■ **AIM**:
Copy every line of the listing below word for word, but leave the pictures out.

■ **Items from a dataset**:
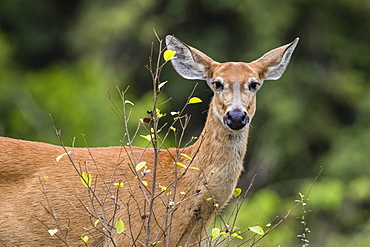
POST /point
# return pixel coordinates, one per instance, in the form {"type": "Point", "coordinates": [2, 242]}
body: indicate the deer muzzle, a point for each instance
{"type": "Point", "coordinates": [236, 119]}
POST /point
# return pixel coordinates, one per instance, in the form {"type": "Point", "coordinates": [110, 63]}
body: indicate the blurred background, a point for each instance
{"type": "Point", "coordinates": [62, 58]}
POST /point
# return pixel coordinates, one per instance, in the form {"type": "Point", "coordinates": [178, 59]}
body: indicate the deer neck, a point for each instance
{"type": "Point", "coordinates": [219, 153]}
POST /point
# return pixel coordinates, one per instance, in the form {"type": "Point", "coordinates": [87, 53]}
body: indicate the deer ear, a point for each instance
{"type": "Point", "coordinates": [273, 64]}
{"type": "Point", "coordinates": [188, 61]}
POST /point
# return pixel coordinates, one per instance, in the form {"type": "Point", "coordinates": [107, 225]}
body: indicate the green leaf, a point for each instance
{"type": "Point", "coordinates": [257, 229]}
{"type": "Point", "coordinates": [161, 85]}
{"type": "Point", "coordinates": [140, 165]}
{"type": "Point", "coordinates": [235, 235]}
{"type": "Point", "coordinates": [168, 54]}
{"type": "Point", "coordinates": [215, 233]}
{"type": "Point", "coordinates": [86, 179]}
{"type": "Point", "coordinates": [194, 100]}
{"type": "Point", "coordinates": [237, 192]}
{"type": "Point", "coordinates": [120, 226]}
{"type": "Point", "coordinates": [180, 164]}
{"type": "Point", "coordinates": [96, 223]}
{"type": "Point", "coordinates": [85, 238]}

■ **SOLUTION TO THIS TASK**:
POST /point
# return pixel coordinates, one per instance, in the form {"type": "Point", "coordinates": [2, 242]}
body: indicate the deer muzzle, a point for each instance
{"type": "Point", "coordinates": [236, 119]}
POST /point
# return pixel coordinates, one per instance, in the form {"type": "Point", "coordinates": [110, 63]}
body: indicate the blurred background, a point for each instance
{"type": "Point", "coordinates": [62, 58]}
POST /point
# return pixel coordinates, one per instance, in the form {"type": "Point", "coordinates": [178, 59]}
body: indicate the deer neck, a point for each instance
{"type": "Point", "coordinates": [219, 153]}
POST /point
# return pixel coordinates, one per instance, in the form {"type": "Point", "coordinates": [87, 53]}
body: indicate the deer ear, a point for each instance
{"type": "Point", "coordinates": [273, 64]}
{"type": "Point", "coordinates": [188, 61]}
POST /point
# return pixel coordinates, one per instance, in the form {"type": "Point", "coordinates": [107, 225]}
body: indicate the green leaf, a point for each instance
{"type": "Point", "coordinates": [257, 229]}
{"type": "Point", "coordinates": [161, 85]}
{"type": "Point", "coordinates": [140, 165]}
{"type": "Point", "coordinates": [235, 235]}
{"type": "Point", "coordinates": [168, 54]}
{"type": "Point", "coordinates": [215, 233]}
{"type": "Point", "coordinates": [86, 179]}
{"type": "Point", "coordinates": [194, 100]}
{"type": "Point", "coordinates": [237, 192]}
{"type": "Point", "coordinates": [120, 226]}
{"type": "Point", "coordinates": [180, 164]}
{"type": "Point", "coordinates": [96, 223]}
{"type": "Point", "coordinates": [85, 238]}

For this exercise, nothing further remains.